Task list -
A. In the article on Boston's skyscraper boom, write out everything from "The two tallest" down to "estate analyst firm.".
B. Carry on the article about Boston's skyscraper boom from its last sentence.

Exercise text -
BEGIN

Boston may be known for brick townhouses and cobblestone streets, but the past decade has seen a proliferation of something else: more new skyscrapers than at any other period in the city's history.

The two tallest towers on the city's skyline - 200 Clarendon, formerly known as the John Hancock tower, and the Prudential Tower - have remained the same for the past half century. But the past eight years has brought new third-, fourth- and fifth-tallest towers. The sixth-tallest - the 51-story South Station Tower - is scheduled for completion in 2025.

But after that, the trend may come to a halt. The slowdown in the skyscraper-building craze was already in the works before the pandemic brought major uncertainty to the office real estate sector.

"Real estate, building and development booms are highly cyclical," said Mark Fallon, a director of research and strategy at Hunneman, a real estate analyst firm.

See related story: Somerville, long known for three-deckers, has been aiming much higher

Boston has more factors that limit the building of tall towers than most cities, Fallon said.

Older buildings - some that date to the 1800s - are common in such neighborhoods as the Back Bay, South End, North End and Beacon Hill, restricting where towers can go. That, combined with strict zoning, means that realistically, there are few areas where towers can go, including downtown or along Back Bay's so-called "high spine," which includes the city's three tallest towers. Just across the harbor, Logan Airport limits building heights in the Seaport - where they're forced to top out at just over 20 stories - as well as downtown.

"It's not a highrise-living city, historically," said Jeff Myers, a research director at the firm Colliers. "In areas like Chicago, New York or Miami, it's been part of the urban fabric for far longer."

The decade from 2016 through 2025, when South Station Tower is due to be complete, will have been the biggest boom time for skyscrapers in the city's long and storied history. Boston added four towers of 200 meters, or 656 feet, in height during this more recent span of time, according to the Council on Tall Buildings and Urban Habitat. Of buildings put up in the past half-century, only 200 Clarendon had reached that level.

A few of those towers were in the works before the tech and life sciences boom made Boston among the country's most prosperous metropolitan areas in the nation. South Station Tower, for example, first sought permitting decades ago. Winthrop Center, which ismoving in its first office tenants this summer, was first pitched by Mayor Tom Menino as a redevelopment project for a rundown city-owned parking garage on Federal Street.

Just before the pandemic, the vacancy rate for top-quality office space was 7.2% - a 20-year low, according to Myers.

"From a fundamental perspective, most of the office space was full, so there was a reason to build more," he said.

Eight of the city's 25 tallest buildings were built in the past decade. That compares to three in the 20-year period from 1990 to 2009. This decade has also included 11 towers of at least 100 meters - more than double that of the previous decade.

In fact, Boston's skyline hadn't undergone much change over a roughly two-decade span from the early 1990s to 2015, when Millennium Tower opened as what was then downtown Boston's new tallest building. The list of the city's 10 tallest buildings remained static from 1987, when downtown's International Place opened, until 2002, when 111 Huntington Ave. broke into the top 10.

END

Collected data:
BEGIN

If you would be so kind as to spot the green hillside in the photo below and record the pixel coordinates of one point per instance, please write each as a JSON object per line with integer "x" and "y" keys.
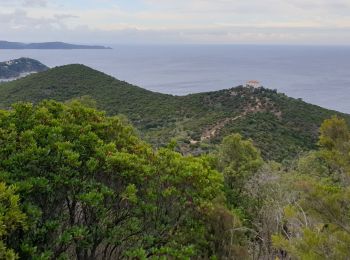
{"x": 280, "y": 126}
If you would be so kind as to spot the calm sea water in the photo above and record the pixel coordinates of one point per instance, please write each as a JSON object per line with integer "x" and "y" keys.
{"x": 319, "y": 75}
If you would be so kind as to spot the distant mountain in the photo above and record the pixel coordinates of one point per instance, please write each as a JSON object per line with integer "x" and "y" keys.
{"x": 19, "y": 67}
{"x": 47, "y": 45}
{"x": 280, "y": 126}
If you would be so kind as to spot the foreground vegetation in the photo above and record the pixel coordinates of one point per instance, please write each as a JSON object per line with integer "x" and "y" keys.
{"x": 281, "y": 127}
{"x": 77, "y": 184}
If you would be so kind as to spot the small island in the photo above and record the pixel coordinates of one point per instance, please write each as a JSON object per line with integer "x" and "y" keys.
{"x": 47, "y": 46}
{"x": 18, "y": 68}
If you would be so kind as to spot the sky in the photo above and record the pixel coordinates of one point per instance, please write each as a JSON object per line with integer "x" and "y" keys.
{"x": 311, "y": 22}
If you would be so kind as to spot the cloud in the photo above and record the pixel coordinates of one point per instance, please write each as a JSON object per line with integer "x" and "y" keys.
{"x": 180, "y": 21}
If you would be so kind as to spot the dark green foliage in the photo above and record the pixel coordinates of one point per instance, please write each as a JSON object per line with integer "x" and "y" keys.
{"x": 91, "y": 189}
{"x": 267, "y": 117}
{"x": 14, "y": 68}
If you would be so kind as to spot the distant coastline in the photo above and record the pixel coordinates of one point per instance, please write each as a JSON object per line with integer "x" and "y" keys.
{"x": 49, "y": 46}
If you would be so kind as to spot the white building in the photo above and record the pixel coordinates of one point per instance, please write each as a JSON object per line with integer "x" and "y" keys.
{"x": 253, "y": 84}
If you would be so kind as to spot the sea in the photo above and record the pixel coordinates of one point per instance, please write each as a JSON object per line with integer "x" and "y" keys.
{"x": 317, "y": 74}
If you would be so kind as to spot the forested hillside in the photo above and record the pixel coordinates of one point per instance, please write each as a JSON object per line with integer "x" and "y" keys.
{"x": 15, "y": 68}
{"x": 280, "y": 126}
{"x": 77, "y": 184}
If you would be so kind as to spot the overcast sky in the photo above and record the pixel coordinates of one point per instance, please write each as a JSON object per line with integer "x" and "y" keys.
{"x": 177, "y": 21}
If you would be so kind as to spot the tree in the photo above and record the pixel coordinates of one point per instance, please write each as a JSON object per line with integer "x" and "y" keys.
{"x": 318, "y": 220}
{"x": 91, "y": 189}
{"x": 238, "y": 160}
{"x": 12, "y": 219}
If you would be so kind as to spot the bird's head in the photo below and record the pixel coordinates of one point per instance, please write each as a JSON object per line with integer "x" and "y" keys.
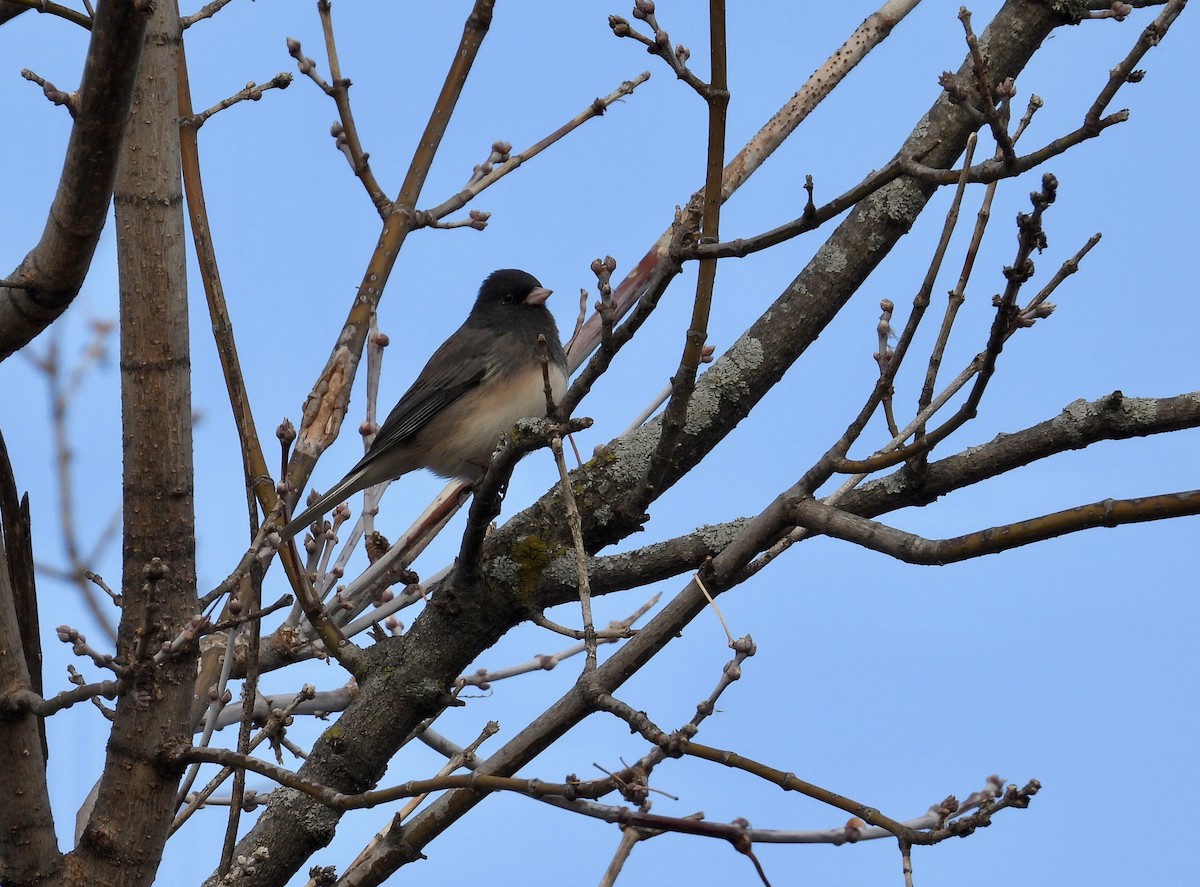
{"x": 510, "y": 287}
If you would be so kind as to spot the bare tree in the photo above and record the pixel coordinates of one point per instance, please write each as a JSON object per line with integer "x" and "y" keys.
{"x": 189, "y": 664}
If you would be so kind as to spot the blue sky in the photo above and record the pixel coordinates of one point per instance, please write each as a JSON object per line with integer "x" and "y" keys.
{"x": 1072, "y": 661}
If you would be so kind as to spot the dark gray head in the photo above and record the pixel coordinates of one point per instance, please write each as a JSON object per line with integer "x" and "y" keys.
{"x": 510, "y": 288}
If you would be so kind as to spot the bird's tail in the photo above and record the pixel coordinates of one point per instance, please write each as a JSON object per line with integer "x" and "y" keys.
{"x": 347, "y": 486}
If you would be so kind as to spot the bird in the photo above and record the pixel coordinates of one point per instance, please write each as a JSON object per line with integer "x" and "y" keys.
{"x": 478, "y": 384}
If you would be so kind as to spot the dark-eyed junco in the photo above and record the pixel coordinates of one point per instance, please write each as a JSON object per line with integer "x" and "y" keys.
{"x": 475, "y": 387}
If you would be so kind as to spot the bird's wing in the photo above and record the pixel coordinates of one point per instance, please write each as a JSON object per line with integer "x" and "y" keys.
{"x": 454, "y": 370}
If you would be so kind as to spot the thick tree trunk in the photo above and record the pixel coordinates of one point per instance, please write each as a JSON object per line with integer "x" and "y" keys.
{"x": 124, "y": 838}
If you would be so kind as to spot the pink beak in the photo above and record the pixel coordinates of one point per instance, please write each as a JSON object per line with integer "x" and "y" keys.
{"x": 538, "y": 295}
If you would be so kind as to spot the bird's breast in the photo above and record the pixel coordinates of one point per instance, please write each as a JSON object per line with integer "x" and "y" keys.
{"x": 463, "y": 437}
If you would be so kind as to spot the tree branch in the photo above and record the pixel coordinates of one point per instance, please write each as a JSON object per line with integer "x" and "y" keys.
{"x": 48, "y": 279}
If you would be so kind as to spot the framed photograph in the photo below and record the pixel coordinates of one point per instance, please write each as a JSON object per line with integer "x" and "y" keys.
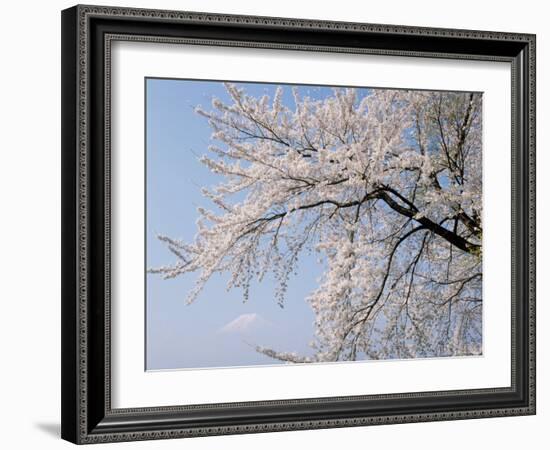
{"x": 279, "y": 224}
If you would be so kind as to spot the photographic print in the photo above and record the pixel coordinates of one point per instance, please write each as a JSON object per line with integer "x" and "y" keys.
{"x": 310, "y": 224}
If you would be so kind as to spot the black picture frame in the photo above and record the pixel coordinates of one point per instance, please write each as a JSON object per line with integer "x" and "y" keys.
{"x": 87, "y": 416}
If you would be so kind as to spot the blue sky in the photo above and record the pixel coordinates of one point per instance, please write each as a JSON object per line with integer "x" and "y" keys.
{"x": 218, "y": 329}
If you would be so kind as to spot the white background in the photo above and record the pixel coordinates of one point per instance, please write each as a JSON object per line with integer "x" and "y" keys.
{"x": 30, "y": 223}
{"x": 133, "y": 387}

END

Results for each task -
A.
The two tallest towers on the city's skyline - 200 Clarendon, formerly known as the John Hancock tower, and the Prudential Tower - have remained the same for the past half century. But the past eight years has brought new third-, fourth- and fifth-tallest towers. The sixth-tallest - the 51-story South Station Tower - is scheduled for completion in 2025.

But after that, the trend may come to a halt. The slowdown in the skyscraper-building craze was already in the works before the pandemic brought major uncertainty to the office real estate sector.

"Real estate, building and development booms are highly cyclical," said Mark Fallon, a director of research and strategy at Hunneman, a real estate analyst firm.

B.
Ian Taberner, an architect and faculty member at Boston Architectural College, said that ultimately, Boston will likely never be defined by its skyline. Historic cities like Amsterdam, Rome, Paris or Copenhagen aren't known for their skylines either, he said. Even in New York City, he said that on a recent visit his friends were more excited about street-level attractions in Manhattan like the High Line or Little Island.

"As cities evolve, they've become more like public spaces," Taberner said.

Rick Peiser, a professor at the Harvard Graduate School of Design, said he's a fan of 200 Clarendon and the Federal Reserve tower. He also singled out two new towers as notable ones: One Congress, a curved glass tower opening this year near City Hall; and Boston University's 19-story Center for Computing & Data Sciences. The BU building opened last school year and has been nicknamed the Jenga tower for the way its facade juts in and out on different sides.

Peiser contrasted BU's building with other new ones that might not be so architecturally distinct, like South Station Tower.

"It's not going to put Boston on the map in a way that it hasn't already been," Peiser said of South Station Tower, "whereas I think the Jenga building will."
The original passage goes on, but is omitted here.